* [WRITTEN EXERCISE]
Find every line in the records below that contains the word "tall". Copy each of those lines in full.

* [RAW RECORDS]
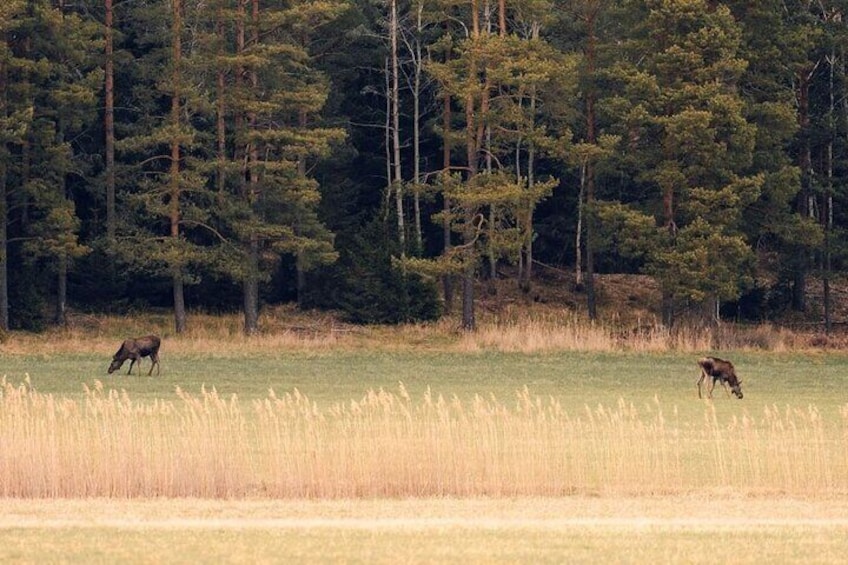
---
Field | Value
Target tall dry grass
[0,381,848,498]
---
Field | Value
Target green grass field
[0,348,848,563]
[6,344,848,411]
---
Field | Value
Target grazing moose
[698,357,742,398]
[109,335,161,377]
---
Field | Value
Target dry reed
[0,380,848,498]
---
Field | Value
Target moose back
[109,335,162,376]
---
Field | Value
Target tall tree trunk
[244,0,261,335]
[244,235,259,335]
[442,22,454,312]
[792,69,813,312]
[215,0,227,200]
[0,56,9,331]
[389,0,406,251]
[168,0,186,334]
[585,2,601,320]
[295,110,307,308]
[103,0,117,245]
[520,21,541,292]
[462,0,483,330]
[412,2,424,255]
[53,252,68,326]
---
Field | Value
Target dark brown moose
[109,335,161,377]
[698,357,742,398]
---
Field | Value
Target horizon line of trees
[0,0,848,333]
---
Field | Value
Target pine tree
[606,0,763,324]
[218,0,344,334]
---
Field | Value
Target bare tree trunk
[389,0,406,249]
[103,0,117,247]
[244,0,260,335]
[0,54,9,331]
[792,69,813,312]
[215,0,227,200]
[295,110,307,308]
[585,1,602,320]
[412,2,424,255]
[442,23,454,312]
[168,0,186,334]
[574,161,586,288]
[822,48,837,335]
[462,0,488,330]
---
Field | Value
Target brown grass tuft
[0,380,848,498]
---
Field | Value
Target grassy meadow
[0,312,848,562]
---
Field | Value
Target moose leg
[707,377,715,398]
[697,369,707,398]
[147,352,159,377]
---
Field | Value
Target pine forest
[0,0,848,334]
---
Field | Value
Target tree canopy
[0,0,848,333]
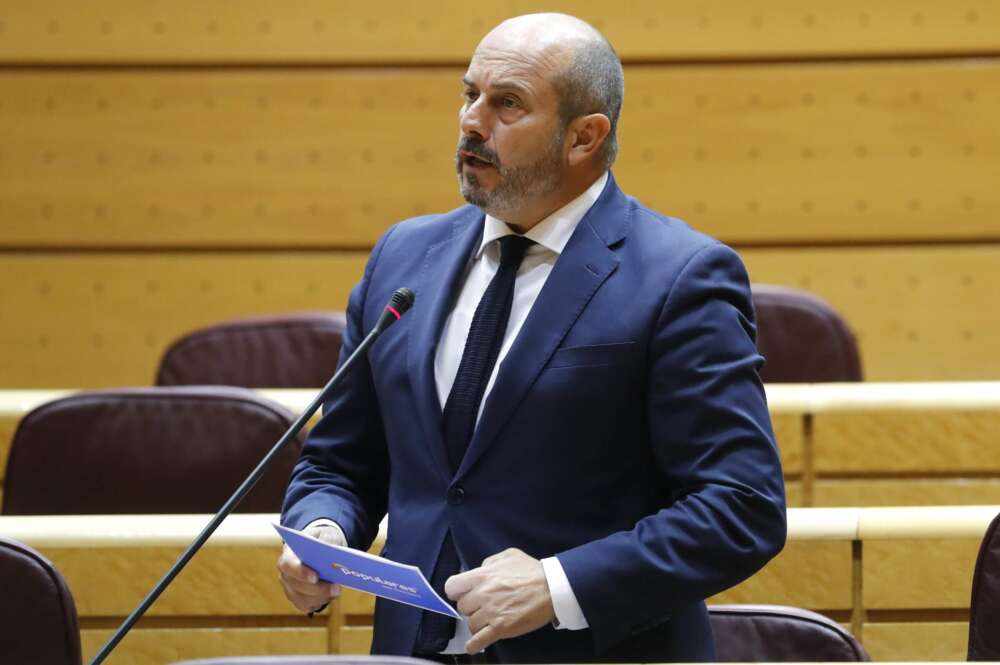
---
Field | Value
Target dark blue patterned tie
[414,235,534,654]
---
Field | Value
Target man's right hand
[278,525,347,612]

* [EXPECTED ANSWER]
Target tall dry grass
Target tall tree trunk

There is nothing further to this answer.